----- Provided text

We've concluded that we need to help each other reach a middle ground. I've recognized that I need to learn how to soften my approach to things, especially since I tend to sound condescending when I try and that only makes things worse. And Yubo recognizes that he needs to not be too nice so people can take him seriously when he needs them to, myself included. We explore how we can do this mostly when we discuss how we plan to raise our children. Thankfully, Yubo has been open to allowing me to pre-plan what I can when it comes to parenting. But we know how we can balance each other when we have to deal with our children, and as we continue to discuss it, we've already begun the process of balancing each other in this way.

Role-playing.

I don't know if other gamers do this, but Yubo and I both have character names that we stick to whenever we're given the chance to create our own characters.

I think RPGs (role-playing games, just in case) are really the only types of games where you get to customize and name your character. I assume Yubo's been playing RPGs longer than I have, but for as long as I've known him, he's had a type. He's one of those guys that prefers to play female characters, elven race, and I've teased him often for leaning towards the necromancy class whenever it's available. He tends to design his character towards the dark and sexy look, usually to match the necromancer image. And the name that he somehow came up with for one character a long time ago -- long enough that he forgot which character donned the name first -- is Cisma Iwo. When I asked him where he got the name, he said he just made it up and that it sounded cool.

----------
----- Supplied data

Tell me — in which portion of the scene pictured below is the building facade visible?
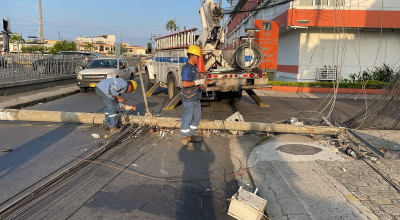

----------

Please copy the Yubo text above word for word, starting with "I think RPGs" and going on through "it sounded cool.".

I think RPGs (role-playing games, just in case) are really the only types of games where you get to customize and name your character. I assume Yubo's been playing RPGs longer than I have, but for as long as I've known him, he's had a type. He's one of those guys that prefers to play female characters, elven race, and I've teased him often for leaning towards the necromancy class whenever it's available. He tends to design his character towards the dark and sexy look, usually to match the necromancer image. And the name that he somehow came up with for one character a long time ago -- long enough that he forgot which character donned the name first -- is Cisma Iwo. When I asked him where he got the name, he said he just made it up and that it sounded cool.